_Excerpted passage_
--*--

Chanda Rubin was good enough three years ago to defeat the world's No. 1-ranked player, Martina Hingis, at Indian Wells, but that probably seemed like a lifetime ago as she lay in a hospital bed in Vail, Colo., in January.
Rubin, once considered the heir apparent to Zina Garrison as the next great African American women's tennis player but later eclipsed by the Williams sisters, had just had surgery on her left knee for the second time in 13 months.
Victories over top-ranked players, such as the 6-2, 4-6, 7-5 defeat she hung on Wimbledon and French Open champion Serena Williams on Friday in the quarterfinals of the JPMorgan Chase Open in Manhattan Beach, seemed a distant memory.
Such thoughts didn't cross her mind, but neither did retirement.
"I did think, 'This can't be happening again. I've done all this work and here I am back at the same place again,' " said Rubin, a pro for 11 years but still only 26. "It was very disappointing and sort of a low point, but I never felt I was just going to pack it in and not do this anymore. I still felt that I had some good years left and I hadn't maximized my abilities."
Eventually, her focus and determination returned. Through 10 weeks of rehabilitation, almost identical to the physical and mental torture she had put herself through only a year earlier, Rubin started to believe again.
One week after losing to Nathalie Vierin of Italy in the first round of qualifying at the Italian Open in May, she reached the final in Madrid before losing to Monica Seles. At the French Open, she lost to Venus Williams in the round of 16.
In June, she won a Wimbledon warm-up event at Eastbourne, England, before losing to Serena Williams in the round of 16 at Wimbledon.
Her comeback was progressing nicely, if not spectacularly, her ranking rising to No. 21. But few would have guessed she'd hand Serena Williams her first loss since May, ending a 21-match winning streak that had vaulted Williams to No. 1.
"Nobody could have figured on this," said Rubin's coach, Benny Sims. "I'm so proud. I don't know anybody who could have worked harder to rehabilitate."
After losing to Vierin in Rome, Rubin was put through a sort of one-week boot camp by Sims, enduring two-a-day practices against male opponents, plus conditioning drills, at a club in Germany.
Her knee, which never fully healed as she struggled last year after arthroscopic surgery in January 2001, responded well, and her confidence soared.
"I never really put a limit on it," she said of her comeback. "I knew at a certain point, if I was playing well, that anything was possible. I just have to give myself a chance out there."
She did more than that against the frustrated and faltering Williams.

--*--

_Problem A_
In the passage about Chanda Rubin, condense the paragraph beginning "One week after losing to Nathalie Vierin" into a short bulleted list that keeps its main facts.
_Problem B_
Retype the portion of the passage about Chanda Rubin that opens with the words containing "Rubin, once considered" and closes with "in 13 months.".

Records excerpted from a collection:
--*--

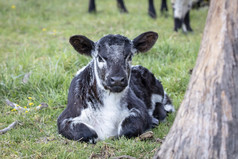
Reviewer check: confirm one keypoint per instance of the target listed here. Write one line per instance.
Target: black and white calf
(109, 97)
(122, 7)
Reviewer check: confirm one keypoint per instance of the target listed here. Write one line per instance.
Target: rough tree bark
(206, 125)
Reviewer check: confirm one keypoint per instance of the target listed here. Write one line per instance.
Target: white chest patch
(105, 120)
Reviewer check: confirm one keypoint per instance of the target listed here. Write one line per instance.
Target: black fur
(84, 92)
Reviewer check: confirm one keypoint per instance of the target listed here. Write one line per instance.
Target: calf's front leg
(135, 124)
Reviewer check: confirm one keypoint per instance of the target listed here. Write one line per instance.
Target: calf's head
(112, 57)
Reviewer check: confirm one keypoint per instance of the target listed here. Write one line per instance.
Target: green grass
(25, 47)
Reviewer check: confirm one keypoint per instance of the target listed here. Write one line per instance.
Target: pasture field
(34, 38)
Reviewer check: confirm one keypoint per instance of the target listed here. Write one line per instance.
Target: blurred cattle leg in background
(120, 4)
(122, 7)
(164, 6)
(181, 10)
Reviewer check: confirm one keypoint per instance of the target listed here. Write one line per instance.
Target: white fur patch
(169, 108)
(105, 120)
(155, 98)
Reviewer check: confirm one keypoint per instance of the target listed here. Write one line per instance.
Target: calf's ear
(145, 41)
(82, 44)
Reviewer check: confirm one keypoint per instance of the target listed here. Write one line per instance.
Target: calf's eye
(129, 58)
(100, 59)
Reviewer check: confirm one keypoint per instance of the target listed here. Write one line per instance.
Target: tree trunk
(206, 125)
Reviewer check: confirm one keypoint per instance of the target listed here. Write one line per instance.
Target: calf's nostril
(117, 80)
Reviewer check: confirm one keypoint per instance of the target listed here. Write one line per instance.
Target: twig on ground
(147, 135)
(124, 157)
(16, 106)
(12, 125)
(159, 140)
(41, 106)
(26, 77)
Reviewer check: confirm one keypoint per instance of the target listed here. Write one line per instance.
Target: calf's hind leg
(73, 130)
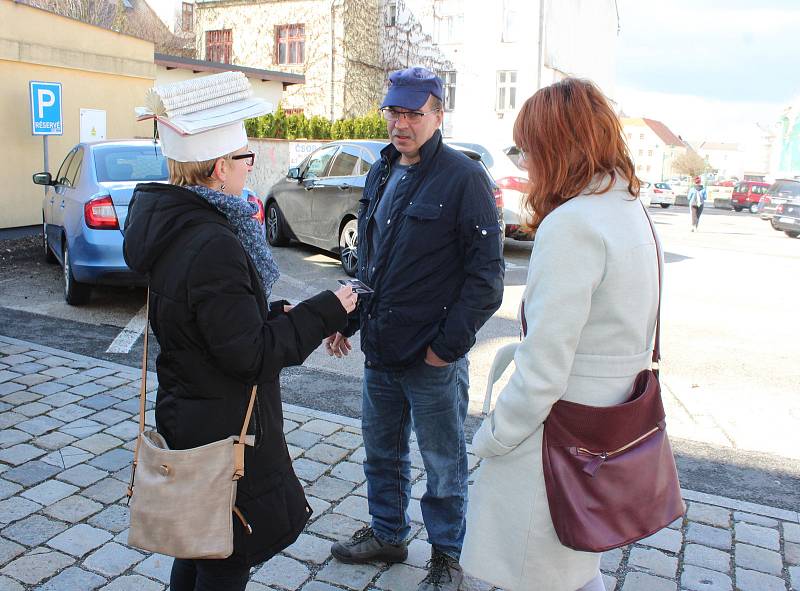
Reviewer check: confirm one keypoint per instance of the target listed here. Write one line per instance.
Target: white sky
(709, 69)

--*--

_Written reply A_
- A week after losing to Nathalie Vierin of Italy in the first round of qualifying at the Italian Open in May, Rubin reached the final in Madrid.
- She lost the Madrid final to Monica Seles.
- At the French Open, she lost to Venus Williams in the round of 16.

_Written reply B_
Rubin, once considered the heir apparent to Zina Garrison as the next great African American women's tennis player but later eclipsed by the Williams sisters, had just had surgery on her left knee for the second time in 13 months.